Этим приказом объявлялись также дезертирами и трусами командующий 12-й армией генерал-лейтенант Понеделин и командир 13-го стрелкового корпуса генерал-майор Кириллов. Семьи этих генералов «подлежали аресту, как семьи нарушивших присягу и предавших свою Родину».
Больно было слышать Лукину о трусости этих генералов, не мог он этому поверить. Ведь все они были активными участниками гражданской войны, награждены боевыми орденами. Но откуда он мог знать в те дни, при каких обстоятельствах попали эти генералы в плен? Ставка Верховного Главнокомандования, очевидно, располагала фактами, о которых не было известно в войсках. Пройдет немало времени, прежде чем откроется правда о трагической судьбе генералов Качалова, Понеделина, Кириллова и с них будет снято обвинение в предательстве. А в те августовские дни сорок первого требовалось принять этот приказ к сведению.
К этому времени войска Резервного фронта освободили Ельню и ликвидировали опасный ельнинский выступ. Используя этот успех, Ставка решила вырвать из рук противника инициативу. 16 августа армии Западного фронта и часть сил Резервного фронта вновь перешли в наступление.
Командованию группы армий «Центр» пришлось отвести из-под Ельни сильно потрепанные две танковые, моторизованную дивизии и моторизованную бригаду и заменить их пятью пехотными дивизиями. Тем не менее Гитлер приказал 2-й танковой группе и 2-й армии продолжать наступление на юг, чтобы выйти в тыл киевской группировке советских войск.

* Записи:
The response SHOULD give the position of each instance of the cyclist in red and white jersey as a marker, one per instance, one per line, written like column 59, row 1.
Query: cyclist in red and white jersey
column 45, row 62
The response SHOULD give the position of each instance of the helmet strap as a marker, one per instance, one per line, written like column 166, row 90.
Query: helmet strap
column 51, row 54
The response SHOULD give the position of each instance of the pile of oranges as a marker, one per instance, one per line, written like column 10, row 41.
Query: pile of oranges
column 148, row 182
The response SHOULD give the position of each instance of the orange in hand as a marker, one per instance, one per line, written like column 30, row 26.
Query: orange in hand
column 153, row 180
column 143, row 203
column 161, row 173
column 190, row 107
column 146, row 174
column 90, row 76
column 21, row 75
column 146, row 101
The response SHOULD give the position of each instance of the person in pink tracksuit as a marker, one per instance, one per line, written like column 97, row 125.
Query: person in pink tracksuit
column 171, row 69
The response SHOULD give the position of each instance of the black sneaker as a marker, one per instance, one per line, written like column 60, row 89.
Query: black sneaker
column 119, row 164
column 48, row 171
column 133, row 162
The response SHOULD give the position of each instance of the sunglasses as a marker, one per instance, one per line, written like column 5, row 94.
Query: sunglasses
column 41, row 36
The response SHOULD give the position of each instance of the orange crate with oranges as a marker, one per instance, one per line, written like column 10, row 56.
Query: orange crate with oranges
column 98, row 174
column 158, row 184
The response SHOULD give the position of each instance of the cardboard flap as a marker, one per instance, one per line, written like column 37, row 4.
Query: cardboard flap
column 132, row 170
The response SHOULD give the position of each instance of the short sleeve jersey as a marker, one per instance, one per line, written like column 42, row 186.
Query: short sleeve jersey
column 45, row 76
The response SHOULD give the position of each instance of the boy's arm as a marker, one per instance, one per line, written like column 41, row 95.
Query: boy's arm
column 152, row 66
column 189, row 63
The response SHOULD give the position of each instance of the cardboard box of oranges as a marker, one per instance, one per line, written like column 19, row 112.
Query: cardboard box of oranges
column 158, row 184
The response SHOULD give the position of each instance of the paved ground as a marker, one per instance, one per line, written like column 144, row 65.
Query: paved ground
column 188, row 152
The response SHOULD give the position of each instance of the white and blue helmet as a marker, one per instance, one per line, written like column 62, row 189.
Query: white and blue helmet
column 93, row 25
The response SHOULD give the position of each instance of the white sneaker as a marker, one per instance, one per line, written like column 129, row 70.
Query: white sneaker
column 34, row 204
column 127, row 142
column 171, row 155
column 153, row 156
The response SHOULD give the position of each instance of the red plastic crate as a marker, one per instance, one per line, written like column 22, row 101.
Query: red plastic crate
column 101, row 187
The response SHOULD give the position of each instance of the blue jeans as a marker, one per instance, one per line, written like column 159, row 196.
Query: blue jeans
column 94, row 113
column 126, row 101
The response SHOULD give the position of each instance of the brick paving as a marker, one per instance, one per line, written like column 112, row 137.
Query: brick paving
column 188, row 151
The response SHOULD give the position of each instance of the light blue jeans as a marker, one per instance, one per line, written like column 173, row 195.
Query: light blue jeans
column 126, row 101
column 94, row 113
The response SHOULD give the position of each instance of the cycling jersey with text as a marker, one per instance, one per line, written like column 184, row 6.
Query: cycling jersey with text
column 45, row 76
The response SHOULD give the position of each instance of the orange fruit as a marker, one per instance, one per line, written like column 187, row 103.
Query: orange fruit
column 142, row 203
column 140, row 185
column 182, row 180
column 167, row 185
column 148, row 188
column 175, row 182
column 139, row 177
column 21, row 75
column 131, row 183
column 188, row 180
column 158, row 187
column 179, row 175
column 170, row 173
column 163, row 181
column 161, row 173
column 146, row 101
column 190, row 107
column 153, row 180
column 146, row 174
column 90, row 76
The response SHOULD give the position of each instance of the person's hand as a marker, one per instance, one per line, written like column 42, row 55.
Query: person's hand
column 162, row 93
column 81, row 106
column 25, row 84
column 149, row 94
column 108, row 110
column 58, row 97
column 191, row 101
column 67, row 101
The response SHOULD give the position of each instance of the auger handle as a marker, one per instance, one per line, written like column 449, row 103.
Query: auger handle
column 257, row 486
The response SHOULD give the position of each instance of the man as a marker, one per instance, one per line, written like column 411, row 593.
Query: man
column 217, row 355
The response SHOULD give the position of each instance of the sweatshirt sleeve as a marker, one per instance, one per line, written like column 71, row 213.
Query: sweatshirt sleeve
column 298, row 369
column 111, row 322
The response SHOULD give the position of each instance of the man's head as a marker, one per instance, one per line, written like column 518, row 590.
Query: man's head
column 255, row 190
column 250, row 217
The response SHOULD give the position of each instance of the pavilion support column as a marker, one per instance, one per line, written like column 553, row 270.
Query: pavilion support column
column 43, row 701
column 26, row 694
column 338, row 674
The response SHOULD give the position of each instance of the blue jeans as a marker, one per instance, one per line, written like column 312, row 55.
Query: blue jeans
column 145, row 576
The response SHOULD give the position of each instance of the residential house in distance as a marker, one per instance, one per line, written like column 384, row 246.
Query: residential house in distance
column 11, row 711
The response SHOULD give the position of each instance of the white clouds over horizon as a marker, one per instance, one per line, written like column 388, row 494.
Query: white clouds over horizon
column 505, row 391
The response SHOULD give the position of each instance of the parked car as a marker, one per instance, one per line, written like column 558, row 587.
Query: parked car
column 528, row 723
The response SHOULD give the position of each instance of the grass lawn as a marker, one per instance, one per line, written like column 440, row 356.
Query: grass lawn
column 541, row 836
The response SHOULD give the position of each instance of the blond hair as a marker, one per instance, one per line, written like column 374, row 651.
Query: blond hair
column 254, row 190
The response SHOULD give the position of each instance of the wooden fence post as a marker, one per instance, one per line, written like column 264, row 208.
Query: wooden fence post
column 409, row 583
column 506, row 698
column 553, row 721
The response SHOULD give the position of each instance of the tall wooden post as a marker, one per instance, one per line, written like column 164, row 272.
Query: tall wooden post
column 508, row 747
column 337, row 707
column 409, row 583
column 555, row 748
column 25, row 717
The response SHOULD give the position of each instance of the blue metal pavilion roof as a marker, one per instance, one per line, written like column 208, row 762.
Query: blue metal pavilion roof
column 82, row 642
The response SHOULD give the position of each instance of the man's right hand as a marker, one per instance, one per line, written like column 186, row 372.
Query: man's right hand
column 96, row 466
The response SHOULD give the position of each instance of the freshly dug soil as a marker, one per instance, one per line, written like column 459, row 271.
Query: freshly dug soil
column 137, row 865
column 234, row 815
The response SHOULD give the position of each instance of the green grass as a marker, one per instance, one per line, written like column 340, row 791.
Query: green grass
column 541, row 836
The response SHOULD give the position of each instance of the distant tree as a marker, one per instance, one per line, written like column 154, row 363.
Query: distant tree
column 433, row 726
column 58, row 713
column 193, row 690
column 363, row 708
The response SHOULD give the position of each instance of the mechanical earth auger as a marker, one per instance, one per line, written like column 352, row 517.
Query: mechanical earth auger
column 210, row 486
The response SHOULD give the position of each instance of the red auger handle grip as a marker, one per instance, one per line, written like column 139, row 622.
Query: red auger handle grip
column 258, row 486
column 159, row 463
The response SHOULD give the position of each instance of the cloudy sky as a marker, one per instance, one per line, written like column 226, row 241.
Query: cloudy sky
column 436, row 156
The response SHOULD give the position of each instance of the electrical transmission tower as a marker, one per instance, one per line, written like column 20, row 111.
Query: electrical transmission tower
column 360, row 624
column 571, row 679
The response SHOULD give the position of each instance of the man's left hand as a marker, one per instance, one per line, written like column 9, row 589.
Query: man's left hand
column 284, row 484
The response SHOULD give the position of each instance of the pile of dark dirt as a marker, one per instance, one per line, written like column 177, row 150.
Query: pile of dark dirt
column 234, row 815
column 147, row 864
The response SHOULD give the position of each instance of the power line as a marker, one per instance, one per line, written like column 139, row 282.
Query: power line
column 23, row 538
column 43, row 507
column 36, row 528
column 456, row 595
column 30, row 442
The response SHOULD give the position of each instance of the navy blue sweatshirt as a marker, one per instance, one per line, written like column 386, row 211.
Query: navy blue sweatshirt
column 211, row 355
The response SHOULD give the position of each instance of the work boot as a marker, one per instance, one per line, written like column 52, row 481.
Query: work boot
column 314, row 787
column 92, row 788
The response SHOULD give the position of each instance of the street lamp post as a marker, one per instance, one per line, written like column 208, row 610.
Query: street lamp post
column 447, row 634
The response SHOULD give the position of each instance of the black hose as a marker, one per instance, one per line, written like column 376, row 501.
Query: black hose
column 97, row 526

* Задание 1:
Выпишите из отрывка без изменений фрагмент между словами «К этому времени» и «группировке советских войск.» включительно.
* Задание 2:
Какого числа, согласно отрывку, армии Западного фронта и часть сил Резервного фронта вновь перешли в наступление?

* Ответ 1:
К этому времени войска Резервного фронта освободили Ельню и ликвидировали опасный ельнинский выступ. Используя этот успех, Ставка решила вырвать из рук противника инициативу. 16 августа армии Западного фронта и часть сил Резервного фронта вновь перешли в наступление.
Командованию группы армий «Центр» пришлось отвести из-под Ельни сильно потрепанные две танковые, моторизованную дивизии и моторизованную бригаду и заменить их пятью пехотными дивизиями. Тем не менее Гитлер приказал 2-й танковой группе и 2-й армии продолжать наступление на юг, чтобы выйти в тыл киевской группировке советских войск.

* Ответ 2:
16 августа.